(Tarefas):
**A.** Troque "trem" por "metrô" no relato sobre a despedida do Japão, no trecho de "E no dia 21" até "era mais estranho.", inclusive, e escreva esse trecho com a troca feita.
**B.** Escreva a continuação do relato sobre a despedida do Japão a partir de onde ele termina.

(Texto do documento):
De volta a Tokyo, chegava o momento das despedidas. Tentei reencontrar todos que fizeram parte da minha vida por lá: colegas de laboratório, meu professor e, claro, amigos. Delvolver o apartamento foi mais simples que esperava. Algumas coisas maiores enviei de volta ao Brasil pelas empresas de mudança que geralmente atendem aos dekasegis em regresso, e o serviço foi bastante eficiente: de porta a porta resolvendo todas as questões de alfândega. Consegui também doar a maior parte das coisas de casa para outros estudantes e os poucos itens que não achei interessado tive que jogar fora, comprando os selos necessários para lixos de “grande” volume. Aos poucos, meu apartamento em Tokyo, onde morei por 3 anos, foi ficando vazio. Sensação esquisita. Marquei o dia e hora para as visitas das empresas de água e energia (a TEPCO, mesma operadora da usina de Fukushima) e no horário combinado as duas apareceram, conferiram o contador, e pude pagar na hora o valor devido ao funcionário. Eficiência japonesa, como de costume. Agora sem água e energia, apenas com minha mala de volta, me mudei nas últimas noites para casas de amigos. Ser “turista” na sua própria cidade e uma sensação muito estranha.

E no dia 21 de Abril de 2011 o capítulo japones terminou. No trem para o aeroporto lembrava da mesma situação anos antes. Dessa vez o sentimento era diferente. Eu olhava as vizinhanças cortadas pela linha do trem e pensava que se eu não havia estado ali, com certeza tinha estado em muitos outros lugares parecidos. Se não sabia o que tinha dentro de cada uma daquelas casas, tinha uma certa idéia de que ela era semelhante a tantas outras casas de japoneses que conheci. Sabia que se caminhasse por aquelas ruas conseguiria certamente entrar numa loja e sair com o que eu queria, encontrar meu caminho, enfim, o mistério (mas não o encanto) tinha acabado, o Japão havia sido desvendado. Mesmo eu não falando fluentemente o idioma, eu conhecia as pessoas, sabia como elas pensavam e agiam, tinha visto suas casas, escolas, empresas, ruas, parques, enfim, o país não era mais estranho.

(Material apresentado):

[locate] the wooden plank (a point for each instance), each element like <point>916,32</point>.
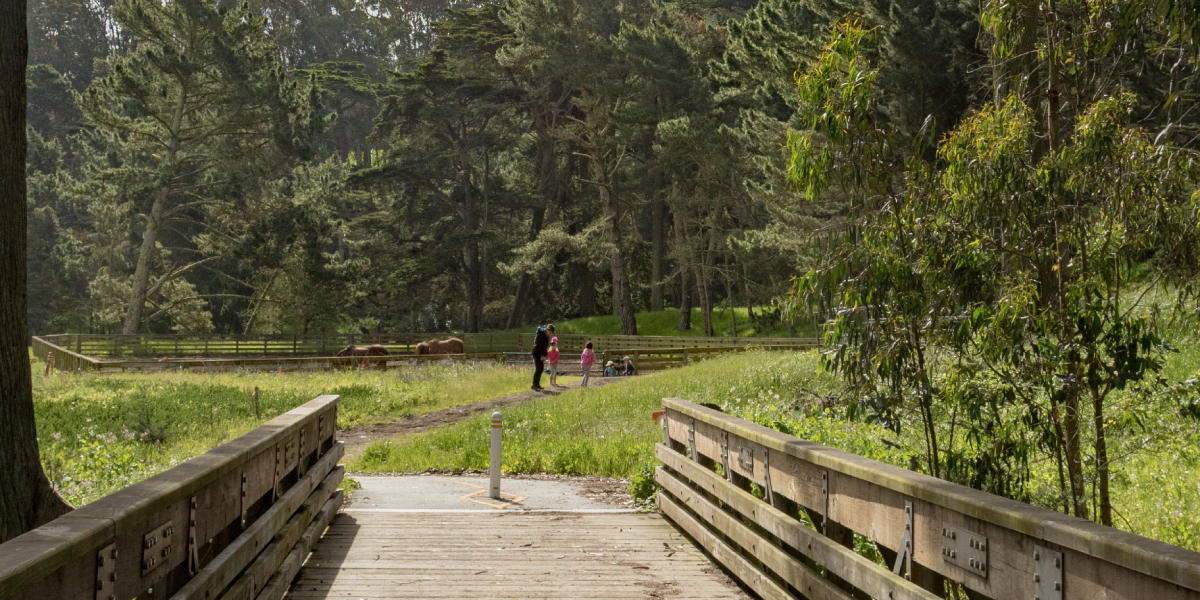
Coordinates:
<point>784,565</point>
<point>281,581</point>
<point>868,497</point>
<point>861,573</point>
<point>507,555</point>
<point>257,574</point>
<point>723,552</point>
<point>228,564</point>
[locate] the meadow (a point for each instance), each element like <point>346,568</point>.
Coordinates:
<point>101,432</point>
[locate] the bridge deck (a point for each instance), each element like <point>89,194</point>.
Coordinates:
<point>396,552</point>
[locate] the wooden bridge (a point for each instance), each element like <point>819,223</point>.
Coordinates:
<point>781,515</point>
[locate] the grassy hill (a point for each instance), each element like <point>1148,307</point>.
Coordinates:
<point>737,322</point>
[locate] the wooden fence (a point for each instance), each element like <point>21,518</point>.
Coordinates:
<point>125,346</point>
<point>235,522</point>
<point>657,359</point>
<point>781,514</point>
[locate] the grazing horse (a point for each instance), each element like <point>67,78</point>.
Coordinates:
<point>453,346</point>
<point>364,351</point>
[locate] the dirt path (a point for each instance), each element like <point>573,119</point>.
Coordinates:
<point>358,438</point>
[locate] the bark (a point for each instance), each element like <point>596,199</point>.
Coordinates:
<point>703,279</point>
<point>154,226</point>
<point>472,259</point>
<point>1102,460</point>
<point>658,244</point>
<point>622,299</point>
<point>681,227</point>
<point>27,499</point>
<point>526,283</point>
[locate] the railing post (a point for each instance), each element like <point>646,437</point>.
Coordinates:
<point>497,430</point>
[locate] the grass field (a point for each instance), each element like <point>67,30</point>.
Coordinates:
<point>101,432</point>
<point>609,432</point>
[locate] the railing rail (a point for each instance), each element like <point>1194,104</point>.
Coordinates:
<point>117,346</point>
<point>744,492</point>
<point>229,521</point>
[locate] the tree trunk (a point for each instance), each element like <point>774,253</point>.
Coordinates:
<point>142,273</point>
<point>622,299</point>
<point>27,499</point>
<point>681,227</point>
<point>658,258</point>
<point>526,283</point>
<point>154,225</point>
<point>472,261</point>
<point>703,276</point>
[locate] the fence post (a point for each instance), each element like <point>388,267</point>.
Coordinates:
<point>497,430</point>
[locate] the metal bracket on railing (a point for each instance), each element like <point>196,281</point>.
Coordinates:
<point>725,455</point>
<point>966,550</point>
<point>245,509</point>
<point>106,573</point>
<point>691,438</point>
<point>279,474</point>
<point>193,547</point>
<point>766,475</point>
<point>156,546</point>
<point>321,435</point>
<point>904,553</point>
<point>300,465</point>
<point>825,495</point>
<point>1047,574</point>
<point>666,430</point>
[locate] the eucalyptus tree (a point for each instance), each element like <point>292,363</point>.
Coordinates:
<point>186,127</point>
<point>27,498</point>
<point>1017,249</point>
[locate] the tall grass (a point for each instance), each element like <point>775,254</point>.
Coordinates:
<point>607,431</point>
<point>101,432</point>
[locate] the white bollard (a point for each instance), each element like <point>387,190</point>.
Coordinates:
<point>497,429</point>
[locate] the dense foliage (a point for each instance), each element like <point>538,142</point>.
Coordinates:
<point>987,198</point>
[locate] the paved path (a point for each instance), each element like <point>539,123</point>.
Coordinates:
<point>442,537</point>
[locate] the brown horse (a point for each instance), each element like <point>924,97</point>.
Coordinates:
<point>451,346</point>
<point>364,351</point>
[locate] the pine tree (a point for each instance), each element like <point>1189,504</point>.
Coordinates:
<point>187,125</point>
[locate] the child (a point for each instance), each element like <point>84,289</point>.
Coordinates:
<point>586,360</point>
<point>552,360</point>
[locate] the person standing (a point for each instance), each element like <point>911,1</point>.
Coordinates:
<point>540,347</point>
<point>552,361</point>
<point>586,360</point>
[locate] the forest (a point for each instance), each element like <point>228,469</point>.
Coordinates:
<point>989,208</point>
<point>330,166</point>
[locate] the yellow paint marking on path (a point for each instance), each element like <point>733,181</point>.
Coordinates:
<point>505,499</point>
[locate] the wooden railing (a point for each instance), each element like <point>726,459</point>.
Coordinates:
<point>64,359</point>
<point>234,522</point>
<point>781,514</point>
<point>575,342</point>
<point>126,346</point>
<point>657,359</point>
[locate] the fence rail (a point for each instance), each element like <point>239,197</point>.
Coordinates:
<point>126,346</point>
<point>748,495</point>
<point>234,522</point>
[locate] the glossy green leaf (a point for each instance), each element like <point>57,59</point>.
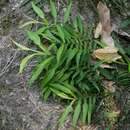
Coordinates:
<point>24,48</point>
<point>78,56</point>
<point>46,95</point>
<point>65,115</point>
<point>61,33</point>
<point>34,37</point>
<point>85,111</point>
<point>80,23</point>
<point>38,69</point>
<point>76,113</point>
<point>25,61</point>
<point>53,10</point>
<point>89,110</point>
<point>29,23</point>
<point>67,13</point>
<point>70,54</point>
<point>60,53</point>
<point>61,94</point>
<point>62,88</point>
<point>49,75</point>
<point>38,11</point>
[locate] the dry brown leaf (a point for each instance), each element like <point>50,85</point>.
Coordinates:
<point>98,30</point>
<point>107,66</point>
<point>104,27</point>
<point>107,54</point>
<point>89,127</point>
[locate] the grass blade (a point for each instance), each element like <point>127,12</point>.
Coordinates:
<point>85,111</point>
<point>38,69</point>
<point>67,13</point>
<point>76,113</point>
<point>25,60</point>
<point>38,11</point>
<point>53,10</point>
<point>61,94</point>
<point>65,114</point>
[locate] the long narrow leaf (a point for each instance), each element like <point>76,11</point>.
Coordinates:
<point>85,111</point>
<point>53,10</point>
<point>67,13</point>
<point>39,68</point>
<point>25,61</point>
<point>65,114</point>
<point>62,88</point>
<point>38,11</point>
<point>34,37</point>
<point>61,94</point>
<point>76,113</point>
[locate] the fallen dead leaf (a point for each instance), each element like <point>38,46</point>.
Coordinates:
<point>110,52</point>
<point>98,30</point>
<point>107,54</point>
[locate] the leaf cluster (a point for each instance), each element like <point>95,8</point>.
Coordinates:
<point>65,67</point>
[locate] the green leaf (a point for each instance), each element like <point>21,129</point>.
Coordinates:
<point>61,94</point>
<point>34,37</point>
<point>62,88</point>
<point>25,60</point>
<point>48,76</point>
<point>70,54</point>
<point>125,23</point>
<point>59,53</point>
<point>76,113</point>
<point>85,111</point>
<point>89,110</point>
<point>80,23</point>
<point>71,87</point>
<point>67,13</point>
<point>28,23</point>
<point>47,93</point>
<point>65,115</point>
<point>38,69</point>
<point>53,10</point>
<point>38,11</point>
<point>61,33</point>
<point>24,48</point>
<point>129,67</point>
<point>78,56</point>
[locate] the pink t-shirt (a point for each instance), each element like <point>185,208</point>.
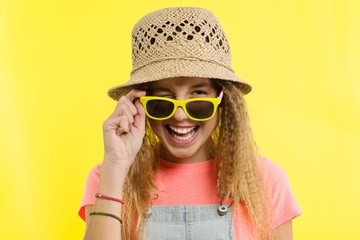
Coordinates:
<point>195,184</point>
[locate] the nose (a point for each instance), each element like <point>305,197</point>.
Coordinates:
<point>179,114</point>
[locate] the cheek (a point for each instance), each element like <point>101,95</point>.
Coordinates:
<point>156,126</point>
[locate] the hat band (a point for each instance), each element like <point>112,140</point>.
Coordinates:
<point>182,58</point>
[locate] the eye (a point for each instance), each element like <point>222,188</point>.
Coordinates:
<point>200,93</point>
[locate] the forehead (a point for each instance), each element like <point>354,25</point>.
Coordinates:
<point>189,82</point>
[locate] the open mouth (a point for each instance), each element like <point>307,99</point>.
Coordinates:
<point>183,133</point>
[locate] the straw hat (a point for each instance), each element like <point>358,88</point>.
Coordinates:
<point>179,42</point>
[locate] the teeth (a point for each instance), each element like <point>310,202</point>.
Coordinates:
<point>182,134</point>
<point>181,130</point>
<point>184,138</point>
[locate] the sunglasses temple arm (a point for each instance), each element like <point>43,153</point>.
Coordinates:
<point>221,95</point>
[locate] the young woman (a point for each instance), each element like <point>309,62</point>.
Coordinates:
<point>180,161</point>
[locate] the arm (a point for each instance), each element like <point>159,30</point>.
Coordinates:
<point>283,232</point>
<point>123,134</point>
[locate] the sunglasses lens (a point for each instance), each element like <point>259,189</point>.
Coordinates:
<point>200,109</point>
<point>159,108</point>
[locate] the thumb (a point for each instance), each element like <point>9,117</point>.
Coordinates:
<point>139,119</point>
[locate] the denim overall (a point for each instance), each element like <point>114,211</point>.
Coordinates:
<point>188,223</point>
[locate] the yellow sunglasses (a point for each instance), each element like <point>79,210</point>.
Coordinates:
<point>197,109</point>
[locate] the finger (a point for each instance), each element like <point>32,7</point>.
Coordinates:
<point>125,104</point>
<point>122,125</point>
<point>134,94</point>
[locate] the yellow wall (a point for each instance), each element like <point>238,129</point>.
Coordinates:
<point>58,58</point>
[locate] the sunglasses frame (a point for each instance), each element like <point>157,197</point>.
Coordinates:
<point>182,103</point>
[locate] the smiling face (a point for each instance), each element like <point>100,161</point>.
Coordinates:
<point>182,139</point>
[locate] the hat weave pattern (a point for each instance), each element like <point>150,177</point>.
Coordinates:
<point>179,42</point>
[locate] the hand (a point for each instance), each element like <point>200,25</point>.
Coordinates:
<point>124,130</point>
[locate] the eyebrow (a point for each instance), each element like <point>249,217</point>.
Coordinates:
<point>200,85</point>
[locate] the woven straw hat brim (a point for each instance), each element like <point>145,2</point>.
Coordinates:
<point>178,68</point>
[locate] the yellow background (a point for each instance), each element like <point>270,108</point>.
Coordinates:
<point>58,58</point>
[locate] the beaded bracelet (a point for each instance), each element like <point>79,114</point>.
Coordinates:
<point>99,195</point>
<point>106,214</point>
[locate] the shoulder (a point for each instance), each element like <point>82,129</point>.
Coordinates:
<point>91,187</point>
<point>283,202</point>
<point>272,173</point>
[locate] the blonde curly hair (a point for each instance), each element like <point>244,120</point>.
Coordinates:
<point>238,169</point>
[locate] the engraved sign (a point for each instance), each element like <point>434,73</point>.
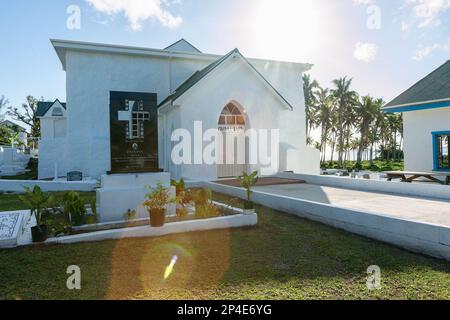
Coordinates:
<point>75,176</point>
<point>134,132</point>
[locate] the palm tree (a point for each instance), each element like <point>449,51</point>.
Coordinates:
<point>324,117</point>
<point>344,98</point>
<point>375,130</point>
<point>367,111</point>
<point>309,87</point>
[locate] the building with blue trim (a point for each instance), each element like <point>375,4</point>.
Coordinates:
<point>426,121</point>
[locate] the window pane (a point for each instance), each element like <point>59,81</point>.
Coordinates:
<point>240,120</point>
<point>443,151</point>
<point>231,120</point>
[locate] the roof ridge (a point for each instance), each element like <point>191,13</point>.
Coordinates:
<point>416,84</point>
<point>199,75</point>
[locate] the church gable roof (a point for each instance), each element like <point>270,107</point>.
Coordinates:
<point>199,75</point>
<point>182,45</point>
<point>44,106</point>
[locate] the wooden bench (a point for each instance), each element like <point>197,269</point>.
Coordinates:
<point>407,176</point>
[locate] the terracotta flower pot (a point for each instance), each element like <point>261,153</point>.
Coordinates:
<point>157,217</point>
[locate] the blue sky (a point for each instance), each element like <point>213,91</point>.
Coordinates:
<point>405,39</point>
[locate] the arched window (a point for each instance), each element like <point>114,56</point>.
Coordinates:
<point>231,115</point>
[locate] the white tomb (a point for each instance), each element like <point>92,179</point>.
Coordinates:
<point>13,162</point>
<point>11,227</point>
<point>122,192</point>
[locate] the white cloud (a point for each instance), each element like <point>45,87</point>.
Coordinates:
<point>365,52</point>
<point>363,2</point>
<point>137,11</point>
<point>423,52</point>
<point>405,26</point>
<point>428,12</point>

(Resultados finais):
**A.**
E no dia 21 de Abril de 2011 o capítulo japones terminou. No metrô para o aeroporto lembrava da mesma situação anos antes. Dessa vez o sentimento era diferente. Eu olhava as vizinhanças cortadas pela linha do metrô e pensava que se eu não havia estado ali, com certeza tinha estado em muitos outros lugares parecidos. Se não sabia o que tinha dentro de cada uma daquelas casas, tinha uma certa idéia de que ela era semelhante a tantas outras casas de japoneses que conheci. Sabia que se caminhasse por aquelas ruas conseguiria certamente entrar numa loja e sair com o que eu queria, encontrar meu caminho, enfim, o mistério (mas não o encanto) tinha acabado, o Japão havia sido desvendado. Mesmo eu não falando fluentemente o idioma, eu conhecia as pessoas, sabia como elas pensavam e agiam, tinha visto suas casas, escolas, empresas, ruas, parques, enfim, o país não era mais estranho.

**B.**
Acho que saí do Japão em um bom momento. O Japão é um país fantástico, mas o que mais surpreende o visitante é como as coisas podem ser diferentes, como a cada momento você pode ser surpreendido por algo completamente inesperado, ou pelos pequenos detalhes que são tão importantes por lá, sejam nas coisas ou nas pessoas. Aprendi muitas coisas por lá, entre elas:
  • A capacidade do povo japonês de sempre se colocar no lugar do outro, e guiar todas suas ações em função disso.
  • O senso de grupo. Somos todos parte de diversos grupos e temos responsabilidade junto a eles.
  • Assumir por padrão que os outros agem de boa fé, e corresponder a esta expectativa agindo da mesma forma. Quando dois japoneses se encontram pela primeira vez, não é “prazer em conhecê-lo” o que dizem, mas sim “よろしくお願いします” (yoroshiku onegaishimasu), que pode ser traduzida como algo próximo de “por favor, sejamos bons/corretos/gentis um com o outro”.
  • A valorização do esforço, acima da aptidão.
  • A constante busca pela melhoria no que se faz, em todos os aspectos da vida.
  • A busca pela harmonia e a prevenção de conflitos.
O Japão virou parte de mim e, se não penso mais em morar lá, sei que ainda visitarei muitas vezes o país. Ao encontrar um amigo japonês no Brasil um ano após a minha volta, após ele ter pela primeira vez passado pela relativamente longa viagem do Japão para o Brasil (cerca de 35 horas) ele me disse algo muito interessante que ficou na minha cabeça:
“A gente tem sorte que o mundo é de um tamanho bom. Ele não é nem tão pequeno que não tenha espaço para todo mundo, nem tão grande que seja muito difícil de ir para qualquer lugar. Mesmo do Japão para o Brasil, extremos opostos, não leva nem dois dias. É cansativo mas dá pra aguentar.”
E realmente: o mundo é de um tamanho ideal. Tem muita coisa pra se ver, mas está tudo ao nosso alcance.

さよなら日本!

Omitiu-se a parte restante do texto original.